Reproduce verbatim the portion of the records below that starts at the line containing "I'm looking for the shutter" and ends at the final line of the records.

**** Data to process

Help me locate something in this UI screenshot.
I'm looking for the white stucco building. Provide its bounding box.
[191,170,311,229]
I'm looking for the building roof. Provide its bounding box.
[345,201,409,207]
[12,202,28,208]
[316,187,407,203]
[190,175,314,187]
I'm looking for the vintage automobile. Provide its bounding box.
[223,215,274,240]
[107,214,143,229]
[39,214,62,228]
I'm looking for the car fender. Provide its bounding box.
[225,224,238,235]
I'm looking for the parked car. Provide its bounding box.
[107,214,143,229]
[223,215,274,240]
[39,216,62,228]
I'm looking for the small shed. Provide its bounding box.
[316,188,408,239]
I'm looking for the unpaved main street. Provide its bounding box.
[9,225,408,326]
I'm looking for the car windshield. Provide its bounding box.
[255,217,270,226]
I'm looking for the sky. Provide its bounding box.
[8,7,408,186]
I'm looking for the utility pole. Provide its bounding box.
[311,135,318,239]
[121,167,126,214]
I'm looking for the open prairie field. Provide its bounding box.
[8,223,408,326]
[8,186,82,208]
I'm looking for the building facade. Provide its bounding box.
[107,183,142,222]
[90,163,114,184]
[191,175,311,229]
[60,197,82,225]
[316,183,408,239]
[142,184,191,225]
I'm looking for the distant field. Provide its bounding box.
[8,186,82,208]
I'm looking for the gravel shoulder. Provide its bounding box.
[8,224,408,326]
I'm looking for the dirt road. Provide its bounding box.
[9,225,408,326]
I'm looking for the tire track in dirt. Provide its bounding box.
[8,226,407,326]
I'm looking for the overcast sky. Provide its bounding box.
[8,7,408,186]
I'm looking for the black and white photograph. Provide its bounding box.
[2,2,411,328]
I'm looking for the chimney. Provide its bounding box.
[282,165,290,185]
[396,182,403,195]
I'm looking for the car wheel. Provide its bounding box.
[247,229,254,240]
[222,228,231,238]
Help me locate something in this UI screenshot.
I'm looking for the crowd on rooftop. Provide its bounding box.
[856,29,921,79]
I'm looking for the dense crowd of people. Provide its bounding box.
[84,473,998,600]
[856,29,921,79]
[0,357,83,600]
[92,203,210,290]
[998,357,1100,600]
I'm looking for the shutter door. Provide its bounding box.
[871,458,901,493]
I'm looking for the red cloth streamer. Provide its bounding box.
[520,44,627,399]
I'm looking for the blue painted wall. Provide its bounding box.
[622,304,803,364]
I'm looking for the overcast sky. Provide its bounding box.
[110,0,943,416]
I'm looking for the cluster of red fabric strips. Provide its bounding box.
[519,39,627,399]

********

* [Task output]:
I'm looking for the shutter door. Provide its bounding box.
[871,458,901,493]
I'm looking for the red cloth streamer. Provide its bounding box.
[520,44,627,399]
I'm looking for the blue painted wall. Provide its bounding box.
[622,304,803,364]
I'm looking for the overcast sky. Provide its bounding box.
[110,0,943,416]
I'm looking for the cluster of red fabric strips. Provide its bounding box.
[519,39,627,399]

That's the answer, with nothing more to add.